### [Goal of the exercise]
Set down the data that follows again, exactly as written.

%%

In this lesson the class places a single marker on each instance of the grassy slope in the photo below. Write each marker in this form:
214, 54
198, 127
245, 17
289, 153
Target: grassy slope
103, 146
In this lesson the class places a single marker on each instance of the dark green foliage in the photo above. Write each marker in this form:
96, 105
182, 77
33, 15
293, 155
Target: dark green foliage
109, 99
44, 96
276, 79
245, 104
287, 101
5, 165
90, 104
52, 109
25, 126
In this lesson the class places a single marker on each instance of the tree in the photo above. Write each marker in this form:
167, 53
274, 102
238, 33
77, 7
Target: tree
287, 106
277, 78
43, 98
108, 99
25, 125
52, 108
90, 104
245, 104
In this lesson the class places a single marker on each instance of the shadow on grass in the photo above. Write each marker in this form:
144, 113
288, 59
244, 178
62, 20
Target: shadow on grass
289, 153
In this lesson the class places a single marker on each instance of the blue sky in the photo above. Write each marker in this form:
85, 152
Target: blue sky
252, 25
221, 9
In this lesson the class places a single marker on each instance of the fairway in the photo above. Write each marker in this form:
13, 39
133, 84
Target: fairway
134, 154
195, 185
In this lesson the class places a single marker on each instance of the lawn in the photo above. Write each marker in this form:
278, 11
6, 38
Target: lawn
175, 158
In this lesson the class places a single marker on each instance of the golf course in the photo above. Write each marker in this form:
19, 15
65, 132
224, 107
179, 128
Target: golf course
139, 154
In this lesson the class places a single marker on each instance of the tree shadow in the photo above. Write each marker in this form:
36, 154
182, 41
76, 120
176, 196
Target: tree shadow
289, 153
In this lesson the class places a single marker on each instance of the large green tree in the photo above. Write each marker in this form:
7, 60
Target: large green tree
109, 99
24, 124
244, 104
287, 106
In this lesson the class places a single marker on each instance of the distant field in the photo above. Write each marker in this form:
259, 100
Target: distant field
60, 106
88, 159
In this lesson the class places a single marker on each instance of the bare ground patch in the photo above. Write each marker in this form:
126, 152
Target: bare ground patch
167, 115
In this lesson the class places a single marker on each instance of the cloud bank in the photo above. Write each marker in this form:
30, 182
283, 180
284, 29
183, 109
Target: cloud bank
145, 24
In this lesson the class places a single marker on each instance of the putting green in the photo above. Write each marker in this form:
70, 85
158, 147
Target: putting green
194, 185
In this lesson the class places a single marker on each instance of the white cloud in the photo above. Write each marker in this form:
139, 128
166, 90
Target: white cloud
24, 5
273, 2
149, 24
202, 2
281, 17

%%

### [Completed task]
In this lesson the class places a single marker on each instance of the grassy slope in the photo below. Write each marker in this form:
214, 54
198, 127
245, 17
289, 153
Target: grassy slope
103, 146
In this lesson the class places a single marker on each instance of the dark green foliage in the photo above. Write each marker in this form:
96, 105
182, 77
33, 15
293, 155
Target: dark green foliage
109, 99
44, 96
276, 79
245, 104
287, 101
5, 165
90, 104
52, 109
25, 126
In this lesson the class places a single marker on each instance of the tree in the photo above. Write each marker in this form:
167, 53
274, 102
238, 33
77, 7
Target: tree
287, 106
277, 78
43, 98
108, 99
25, 125
52, 108
90, 104
245, 104
In this lesson the class places a single marker on each instance of the shadow on grass in the photo above. Write each marker in this form:
144, 113
288, 59
244, 178
62, 20
Target: shadow on grass
289, 153
In this lesson the class places a single marker on each instance of the blue sky in the photo above. Write each marker in this form:
85, 152
Target: blue sky
252, 25
221, 9
In this lesson the class places a single marker on each instance of the fairway in the photo above. Write each marker in this form:
13, 39
133, 84
Target: fairway
134, 154
195, 185
In this lesson the class places a single marker on each instance of the lawn in the photo above. Write each marker in this form:
278, 11
6, 38
Target: lawn
175, 158
In this lesson the class places a single marker on each instance of the golf course in the photo above. Write each marker in this form:
19, 15
65, 132
224, 107
179, 128
Target: golf course
139, 154
In this lesson the class places a single marker on each instance of the tree shadow in the photo above. Write each marker in this form:
36, 154
182, 41
76, 120
176, 196
Target: tree shadow
289, 153
In this lesson the class places a single marker on each instance of the large green tree in the photo above. Write each marker in this form:
7, 60
Target: large green tree
109, 99
24, 124
244, 104
287, 106
In this lesson the class places a single marker on each instance of the distant field in the photo above. Write each marker in this form:
259, 100
Target: distant field
60, 106
88, 159
In this lesson the class places a single marker on each instance of the bare ground patch in the photo above. Write each marker in this form:
126, 152
Target: bare ground patch
167, 115
In this lesson the class places a single marker on each instance of the cloud bank in the photo above. Write each marker in this form:
30, 182
283, 180
284, 29
183, 109
Target: cloud bank
145, 24
In this lesson the class places a single marker on each instance of the putting green in the photo above. Write each marker in this form:
70, 85
158, 147
Target: putting green
194, 185
In this lesson the class places a single marker on each instance of the white cloud in the photo above. Write each marker in this form:
139, 128
166, 90
Target: white cloud
24, 5
273, 2
149, 24
202, 2
281, 17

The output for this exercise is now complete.